Excerpts from pointing data:
--

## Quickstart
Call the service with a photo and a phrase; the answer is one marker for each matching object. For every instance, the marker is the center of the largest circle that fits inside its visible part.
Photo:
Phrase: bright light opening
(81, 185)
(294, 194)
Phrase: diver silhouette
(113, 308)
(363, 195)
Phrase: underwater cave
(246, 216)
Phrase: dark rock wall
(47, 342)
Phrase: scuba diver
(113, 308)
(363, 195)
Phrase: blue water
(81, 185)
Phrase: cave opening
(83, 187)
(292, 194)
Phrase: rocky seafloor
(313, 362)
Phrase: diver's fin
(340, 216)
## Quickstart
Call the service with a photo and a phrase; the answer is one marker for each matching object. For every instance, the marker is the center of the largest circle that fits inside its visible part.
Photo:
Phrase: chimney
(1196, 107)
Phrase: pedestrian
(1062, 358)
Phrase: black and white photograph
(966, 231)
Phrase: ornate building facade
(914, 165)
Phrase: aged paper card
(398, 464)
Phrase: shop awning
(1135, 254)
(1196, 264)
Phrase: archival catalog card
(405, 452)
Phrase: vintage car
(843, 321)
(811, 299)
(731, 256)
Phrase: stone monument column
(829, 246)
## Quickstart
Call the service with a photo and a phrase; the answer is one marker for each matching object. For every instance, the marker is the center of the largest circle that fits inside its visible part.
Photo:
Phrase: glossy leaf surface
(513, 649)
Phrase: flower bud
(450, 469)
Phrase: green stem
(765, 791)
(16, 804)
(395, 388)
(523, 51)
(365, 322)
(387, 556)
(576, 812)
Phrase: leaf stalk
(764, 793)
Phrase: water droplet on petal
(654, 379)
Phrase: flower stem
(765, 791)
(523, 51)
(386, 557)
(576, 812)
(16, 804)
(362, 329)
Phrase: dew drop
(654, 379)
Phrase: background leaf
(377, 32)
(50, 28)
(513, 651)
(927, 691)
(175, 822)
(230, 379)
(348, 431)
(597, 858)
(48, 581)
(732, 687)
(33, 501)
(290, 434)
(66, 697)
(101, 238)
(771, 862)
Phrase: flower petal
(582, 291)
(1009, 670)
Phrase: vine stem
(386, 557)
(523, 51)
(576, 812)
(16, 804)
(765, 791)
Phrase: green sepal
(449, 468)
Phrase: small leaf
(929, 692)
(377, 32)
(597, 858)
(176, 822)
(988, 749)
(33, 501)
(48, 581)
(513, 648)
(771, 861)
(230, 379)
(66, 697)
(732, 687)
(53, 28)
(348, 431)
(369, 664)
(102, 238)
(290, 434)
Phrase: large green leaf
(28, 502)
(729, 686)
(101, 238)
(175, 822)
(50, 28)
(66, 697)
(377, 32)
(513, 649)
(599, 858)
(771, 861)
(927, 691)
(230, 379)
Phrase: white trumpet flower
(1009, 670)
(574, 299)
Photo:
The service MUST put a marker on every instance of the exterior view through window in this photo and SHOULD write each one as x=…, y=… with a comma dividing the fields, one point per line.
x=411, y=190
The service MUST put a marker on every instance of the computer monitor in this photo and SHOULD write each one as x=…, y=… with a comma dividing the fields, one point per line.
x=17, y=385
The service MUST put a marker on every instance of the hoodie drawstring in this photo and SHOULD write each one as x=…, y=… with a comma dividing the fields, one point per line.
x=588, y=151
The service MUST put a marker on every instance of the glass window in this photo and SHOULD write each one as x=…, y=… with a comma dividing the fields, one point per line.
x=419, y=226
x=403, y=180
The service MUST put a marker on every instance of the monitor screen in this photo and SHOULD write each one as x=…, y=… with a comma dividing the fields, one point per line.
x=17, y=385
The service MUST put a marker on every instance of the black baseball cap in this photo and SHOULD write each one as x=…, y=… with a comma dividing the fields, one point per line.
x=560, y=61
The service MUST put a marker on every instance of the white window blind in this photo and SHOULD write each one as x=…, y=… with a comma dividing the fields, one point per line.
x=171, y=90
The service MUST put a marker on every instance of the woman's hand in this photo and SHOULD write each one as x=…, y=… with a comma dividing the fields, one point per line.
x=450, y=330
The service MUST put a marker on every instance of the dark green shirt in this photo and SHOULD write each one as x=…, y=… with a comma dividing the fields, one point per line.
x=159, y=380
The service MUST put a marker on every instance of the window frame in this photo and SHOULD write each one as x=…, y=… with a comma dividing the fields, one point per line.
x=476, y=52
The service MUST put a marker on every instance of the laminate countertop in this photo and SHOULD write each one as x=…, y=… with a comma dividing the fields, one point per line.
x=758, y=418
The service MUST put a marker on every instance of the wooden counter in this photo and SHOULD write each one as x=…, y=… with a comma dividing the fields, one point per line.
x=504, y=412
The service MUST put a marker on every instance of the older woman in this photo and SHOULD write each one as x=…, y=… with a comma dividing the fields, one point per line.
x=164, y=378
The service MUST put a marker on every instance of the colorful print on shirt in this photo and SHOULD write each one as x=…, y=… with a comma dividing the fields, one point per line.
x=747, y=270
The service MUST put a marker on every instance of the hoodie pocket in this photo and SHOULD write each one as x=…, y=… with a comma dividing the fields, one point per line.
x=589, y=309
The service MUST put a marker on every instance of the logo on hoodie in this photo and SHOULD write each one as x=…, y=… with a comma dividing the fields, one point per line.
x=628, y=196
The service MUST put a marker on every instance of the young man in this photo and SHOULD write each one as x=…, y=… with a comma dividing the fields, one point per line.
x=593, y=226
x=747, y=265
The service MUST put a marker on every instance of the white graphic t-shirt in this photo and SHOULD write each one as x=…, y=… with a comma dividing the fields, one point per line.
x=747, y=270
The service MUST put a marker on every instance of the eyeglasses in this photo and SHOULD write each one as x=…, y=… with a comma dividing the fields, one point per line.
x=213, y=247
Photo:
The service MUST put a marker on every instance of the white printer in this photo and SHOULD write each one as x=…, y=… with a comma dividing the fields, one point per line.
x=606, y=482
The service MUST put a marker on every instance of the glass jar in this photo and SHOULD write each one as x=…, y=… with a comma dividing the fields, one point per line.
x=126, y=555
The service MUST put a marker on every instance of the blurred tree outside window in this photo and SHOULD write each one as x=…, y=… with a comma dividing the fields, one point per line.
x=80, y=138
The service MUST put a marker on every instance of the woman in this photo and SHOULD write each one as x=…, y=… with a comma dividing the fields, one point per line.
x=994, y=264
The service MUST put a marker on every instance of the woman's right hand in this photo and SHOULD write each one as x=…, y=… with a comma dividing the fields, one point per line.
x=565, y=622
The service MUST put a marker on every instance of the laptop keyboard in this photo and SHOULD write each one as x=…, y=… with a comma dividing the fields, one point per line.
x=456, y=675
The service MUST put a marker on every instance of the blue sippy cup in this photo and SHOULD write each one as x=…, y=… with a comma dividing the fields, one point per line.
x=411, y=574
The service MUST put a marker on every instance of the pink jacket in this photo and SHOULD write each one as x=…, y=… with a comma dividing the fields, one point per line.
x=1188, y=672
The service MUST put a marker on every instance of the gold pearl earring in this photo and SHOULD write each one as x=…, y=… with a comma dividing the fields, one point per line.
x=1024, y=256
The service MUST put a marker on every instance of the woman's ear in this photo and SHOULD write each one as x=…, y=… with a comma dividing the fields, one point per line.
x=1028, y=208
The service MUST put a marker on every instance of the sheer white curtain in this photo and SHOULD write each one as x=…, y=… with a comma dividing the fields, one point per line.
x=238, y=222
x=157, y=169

--

TASK BRIEF » Reproduce all of the material above line for line, without any changes.

EXPECTED ANSWER »
## Quickstart
Call the service with a photo and a phrase; the answer is one marker for each matching object. For every instance, the marker is the center of the largest circle that fits inside its visible part.
Photo:
Phrase: bright light opening
(81, 185)
(294, 194)
Phrase: diver silhouette
(113, 308)
(363, 195)
Phrase: underwater cave
(246, 216)
Phrase: dark rock wall
(47, 342)
Phrase: scuba diver
(113, 308)
(363, 195)
Phrase: blue water
(81, 185)
Phrase: cave opening
(83, 187)
(292, 194)
Phrase: rocky seafloor
(313, 362)
Phrase: diver's fin
(340, 216)
## Quickstart
Call the service with a photo and a phrase; the answer is one marker for each matching object. For every instance, the marker is the center of the largest circle that fits inside its visible part.
Photo:
Phrase: chimney
(1196, 107)
Phrase: pedestrian
(1062, 358)
Phrase: black and white photograph
(966, 231)
Phrase: ornate building facade
(914, 165)
Phrase: aged paper card
(398, 464)
Phrase: shop awning
(1135, 254)
(1196, 264)
Phrase: archival catalog card
(405, 452)
Phrase: vintage car
(843, 321)
(811, 299)
(731, 256)
Phrase: stone monument column
(829, 246)
## Quickstart
Call the service with a photo and a phrase; the answer is one marker for each matching object. For every instance, the marker is the center of the largest circle that fits inside its visible part.
Photo:
Phrase: glossy leaf surface
(513, 649)
Phrase: flower bud
(450, 469)
Phrase: green stem
(765, 791)
(16, 804)
(395, 388)
(523, 51)
(365, 322)
(387, 556)
(576, 812)
Phrase: leaf stalk
(764, 793)
Phrase: water droplet on petal
(654, 379)
Phrase: flower stem
(765, 791)
(523, 51)
(386, 557)
(576, 812)
(16, 804)
(362, 329)
Phrase: dew drop
(654, 379)
Phrase: background leaf
(377, 32)
(50, 28)
(513, 651)
(927, 691)
(175, 822)
(230, 379)
(348, 431)
(597, 858)
(48, 581)
(732, 687)
(33, 501)
(290, 434)
(66, 697)
(101, 238)
(771, 862)
Phrase: flower petal
(582, 291)
(1009, 670)
Phrase: vine stem
(386, 557)
(523, 51)
(576, 812)
(16, 804)
(765, 791)
Phrase: green sepal
(449, 468)
Phrase: small leaf
(929, 692)
(377, 32)
(597, 858)
(176, 822)
(988, 749)
(33, 501)
(48, 581)
(513, 648)
(771, 861)
(230, 379)
(66, 697)
(732, 687)
(53, 28)
(348, 431)
(369, 664)
(102, 238)
(290, 434)
Phrase: large green leaf
(28, 502)
(729, 686)
(101, 238)
(175, 822)
(50, 28)
(66, 697)
(377, 32)
(513, 649)
(599, 858)
(771, 861)
(927, 691)
(230, 379)
Phrase: white trumpet flower
(1009, 670)
(574, 299)
Photo:
The service MUST put a marker on every instance of the exterior view through window in this photo and SHOULD write each one as x=…, y=… with a comma dividing the fields, one point per line.
x=411, y=190
The service MUST put a marker on every instance of the computer monitor in this photo and SHOULD write each one as x=…, y=… with a comma dividing the fields, one point per line.
x=17, y=385
The service MUST put a marker on every instance of the hoodie drawstring in this photo and SHOULD write each one as x=…, y=… with a comma dividing the fields, one point per line.
x=588, y=151
The service MUST put a marker on every instance of the glass window in this photo and SHOULD write each one as x=…, y=… with a comma dividing the fields, one point per line.
x=419, y=226
x=403, y=180
The service MUST put a marker on every instance of the monitor screen in this photo and SHOULD write each one as x=…, y=… with a comma dividing the fields, one point per line.
x=17, y=385
The service MUST put a marker on every instance of the black baseball cap in this photo and SHOULD write each one as x=…, y=… with a comma dividing the fields, one point per line.
x=560, y=61
The service MUST put a marker on every instance of the white window blind in this photo and SHOULD write each one as x=…, y=… with a comma dividing the fields, one point per line.
x=171, y=90
The service MUST put a marker on every instance of the woman's hand in this photo and SHOULD write each one as x=…, y=… with a comma dividing the fields, one point per line.
x=450, y=330
The service MUST put a marker on every instance of the dark green shirt in this photo and SHOULD write each one as x=…, y=… with a comma dividing the fields, one point per line.
x=159, y=380
The service MUST put a marker on every instance of the window frame in this photo and SHOULD write each one as x=…, y=… with a comma dividing the fields, one point per line.
x=476, y=52
The service MUST put a marker on every instance of the laminate countertop in this photo and SHOULD write each one as x=…, y=… with a comma dividing the fields, one point per line.
x=758, y=418
The service MUST put a marker on every instance of the wooden counter in this photo and SHOULD write each one as x=…, y=… with a comma dividing the fields, one point per line.
x=504, y=412
The service MUST put a marker on every instance of the older woman in this photo and SHOULD write each one as x=…, y=… with a comma dividing the fields, one point per line.
x=164, y=378
The service MUST put a marker on every instance of the colorful print on shirt in this photo and SHOULD write each one as x=…, y=… with a comma dividing the fields, one point per line.
x=747, y=270
The service MUST put a marker on every instance of the hoodie pocket in this photo and SHOULD write each one as x=…, y=… with a comma dividing the fields, one point per line.
x=589, y=309
The service MUST put a marker on every instance of the logo on hoodie in this photo and SHOULD write each one as x=…, y=… with a comma dividing the fields, one point per line.
x=628, y=196
The service MUST put a marker on every instance of the young man in this photo and SHOULD write each one as x=…, y=… with a comma dividing the fields, one point per line.
x=593, y=226
x=747, y=265
The service MUST put a marker on every instance of the white graphic t-shirt in this photo and SHOULD write each one as x=…, y=… with a comma dividing the fields, one point per line.
x=747, y=270
The service MUST put a marker on every instance of the eyeglasses in this photo and SHOULD write each one as x=…, y=… with a comma dividing the fields, one point per line.
x=213, y=247
Photo:
The service MUST put a marker on every instance of the white printer in this photo and SHOULD write each one as x=…, y=… with a comma dividing the fields, one point per line.
x=606, y=482
The service MUST put a marker on every instance of the glass jar in this photo and SHOULD write each one as x=…, y=… with a comma dividing the fields, one point per line.
x=126, y=555
The service MUST put a marker on every instance of the blurred tree outside window in this photo and SHOULD write each one as x=…, y=… with a comma dividing the fields, one point per line.
x=80, y=138
The service MUST put a marker on every instance of the woman in this photo and SHOULD write each one as x=…, y=… with a comma dividing the fields, one point per line.
x=994, y=264
The service MUST put a marker on every instance of the woman's right hand in this photo and SHOULD write each one as x=…, y=… with a comma dividing the fields, one point per line.
x=565, y=622
The service MUST put a marker on every instance of the laptop keyboard in this photo and SHOULD write each one as x=…, y=… with a comma dividing the fields, one point per line.
x=456, y=675
The service MUST put a marker on every instance of the blue sippy cup in this photo and SHOULD write each one as x=…, y=… with a comma dividing the fields, one point per line.
x=411, y=574
The service MUST put a marker on every instance of the pink jacket in this photo and SHOULD write each one as x=…, y=… with a comma dividing the fields, one point per line.
x=1188, y=672
The service MUST put a marker on every instance of the gold pearl earring in this photo and SHOULD write each one as x=…, y=… with a comma dividing the fields, one point per line.
x=1024, y=256
The service MUST put a marker on every instance of the woman's ear in this photo and SHOULD write each one as x=…, y=… with a comma dividing the fields, one point per line.
x=1028, y=208
The service MUST put a marker on every instance of the sheer white curtain in this photo and SHOULD write each one as x=…, y=… with a comma dividing the fields, one point per line.
x=238, y=222
x=157, y=169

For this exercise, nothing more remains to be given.